◆ Exercise
In the records below, change "one dot" to "a single dot" wherever it occurs, and leave every other word unchanged.

start Information provided

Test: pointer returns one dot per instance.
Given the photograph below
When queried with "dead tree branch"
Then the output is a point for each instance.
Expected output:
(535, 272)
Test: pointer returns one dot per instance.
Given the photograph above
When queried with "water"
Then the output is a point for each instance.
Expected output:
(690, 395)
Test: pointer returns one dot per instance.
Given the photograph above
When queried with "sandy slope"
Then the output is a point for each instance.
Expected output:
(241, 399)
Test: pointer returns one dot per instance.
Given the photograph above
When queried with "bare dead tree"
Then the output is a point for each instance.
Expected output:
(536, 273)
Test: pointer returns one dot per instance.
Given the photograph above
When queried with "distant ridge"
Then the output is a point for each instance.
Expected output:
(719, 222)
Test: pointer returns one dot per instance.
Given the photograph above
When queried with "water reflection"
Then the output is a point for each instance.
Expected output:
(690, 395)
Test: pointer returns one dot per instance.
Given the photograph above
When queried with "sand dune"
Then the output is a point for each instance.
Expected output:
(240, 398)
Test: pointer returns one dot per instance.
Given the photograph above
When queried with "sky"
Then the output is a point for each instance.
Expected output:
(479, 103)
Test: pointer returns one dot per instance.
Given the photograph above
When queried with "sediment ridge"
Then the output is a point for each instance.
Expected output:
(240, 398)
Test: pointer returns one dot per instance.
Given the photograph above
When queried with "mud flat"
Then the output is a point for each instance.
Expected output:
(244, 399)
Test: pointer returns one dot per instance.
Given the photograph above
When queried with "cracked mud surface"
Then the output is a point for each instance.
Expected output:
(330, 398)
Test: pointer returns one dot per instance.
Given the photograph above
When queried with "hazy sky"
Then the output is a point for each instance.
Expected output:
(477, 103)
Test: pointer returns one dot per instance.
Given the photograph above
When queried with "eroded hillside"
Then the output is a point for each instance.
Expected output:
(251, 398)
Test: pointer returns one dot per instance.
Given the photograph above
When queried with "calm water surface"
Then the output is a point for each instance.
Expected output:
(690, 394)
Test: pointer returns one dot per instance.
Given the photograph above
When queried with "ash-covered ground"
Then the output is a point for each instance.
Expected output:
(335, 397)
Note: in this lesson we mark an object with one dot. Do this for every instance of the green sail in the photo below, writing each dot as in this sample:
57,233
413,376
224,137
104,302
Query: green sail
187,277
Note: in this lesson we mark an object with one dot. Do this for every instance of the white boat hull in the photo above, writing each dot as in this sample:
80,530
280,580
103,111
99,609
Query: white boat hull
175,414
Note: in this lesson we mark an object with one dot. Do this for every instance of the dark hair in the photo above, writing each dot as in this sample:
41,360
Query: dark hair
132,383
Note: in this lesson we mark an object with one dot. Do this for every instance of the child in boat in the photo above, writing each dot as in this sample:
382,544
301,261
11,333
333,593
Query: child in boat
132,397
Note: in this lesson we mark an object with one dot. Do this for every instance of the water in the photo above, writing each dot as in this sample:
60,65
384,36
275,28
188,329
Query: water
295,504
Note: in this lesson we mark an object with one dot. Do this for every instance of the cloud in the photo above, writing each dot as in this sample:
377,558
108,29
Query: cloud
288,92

end Information provided

◆ Full output
Test: pointer returns a single dot per instance.
Given the photograph below
When queried with "dead tree branch"
Then the output is a point for each instance.
Expected output:
(535, 272)
Test: pointer returns a single dot per instance.
Given the photograph above
When queried with "water"
Then the output is a point for each instance.
Expected output:
(690, 395)
Test: pointer returns a single dot per instance.
Given the photograph above
When queried with "sandy slope"
Then the output is a point for each instance.
Expected output:
(241, 399)
Test: pointer returns a single dot per instance.
Given the photograph above
When queried with "bare dead tree"
Then the output is a point for each instance.
Expected output:
(536, 273)
Test: pointer returns a single dot per instance.
Given the photograph above
When queried with "distant ridge"
Then the output is a point for each instance.
Expected output:
(719, 222)
Test: pointer returns a single dot per instance.
Given the photograph above
When queried with "water reflection"
Then the output is a point for each instance.
Expected output:
(690, 395)
Test: pointer returns a single dot per instance.
Given the photograph above
When queried with "sand dune"
Then the output is a point for each instance.
Expected output:
(240, 398)
Test: pointer returns a single dot per instance.
Given the photograph above
When queried with "sky"
Then the output is a point for each instance.
Expected output:
(479, 103)
Test: pointer returns a single dot per instance.
Given the photograph above
When queried with "sediment ridge"
Then the output is a point for each instance.
Expected output:
(240, 398)
Test: pointer returns a single dot per instance.
Given the photograph above
When queried with "mud flat"
Then the output is a point for each instance.
Expected output:
(244, 399)
Test: pointer returns a single dot per instance.
Given the photograph above
When queried with "cracked mud surface"
Then the output is a point for each instance.
Expected output:
(330, 398)
Test: pointer returns a single dot per instance.
Given the photograph above
When queried with "hazy sky"
Then the output is a point for each instance.
Expected output:
(477, 103)
Test: pointer returns a single dot per instance.
Given the photograph above
When queried with "eroded hillside"
Then the output is a point for each instance.
Expected output:
(251, 398)
Test: pointer returns a single dot per instance.
Given the photograph above
When queried with "calm water surface"
Then the output is a point for each instance.
Expected output:
(690, 394)
Test: pointer returns a single dot per instance.
Given the photograph above
When queried with "ash-covered ground"
Then the output is a point for each instance.
Expected output:
(335, 397)
Note: in this lesson we mark an object with a single dot. Do this for every instance of the green sail in the photo below, writing each dot as in this sample:
57,233
413,376
224,137
104,302
Query: green sail
187,277
Note: in this lesson we mark an object with a single dot. Do this for every instance of the white boat hull in the photo above, writing each dot as in this sample:
80,530
280,580
103,111
99,609
Query: white boat hull
175,414
Note: in this lesson we mark an object with a single dot. Do this for every instance of the dark hair in the photo above, writing each dot as in this sample:
41,360
Query: dark hair
132,383
Note: in this lesson we mark an object with a single dot. Do this for every instance of the child in boat in the photo above, writing each dot as in this sample:
382,544
301,261
11,333
333,593
Query: child in boat
132,397
Note: in this lesson we mark an object with a single dot. Do this for every instance of the water in the photo above, writing each dot as in this sample:
60,65
384,36
275,28
188,329
Query: water
295,504
Note: in this lesson we mark an object with a single dot. Do this for every instance of the cloud in the photo above, writing each dot as in this sample:
377,558
108,29
Query: cloud
288,92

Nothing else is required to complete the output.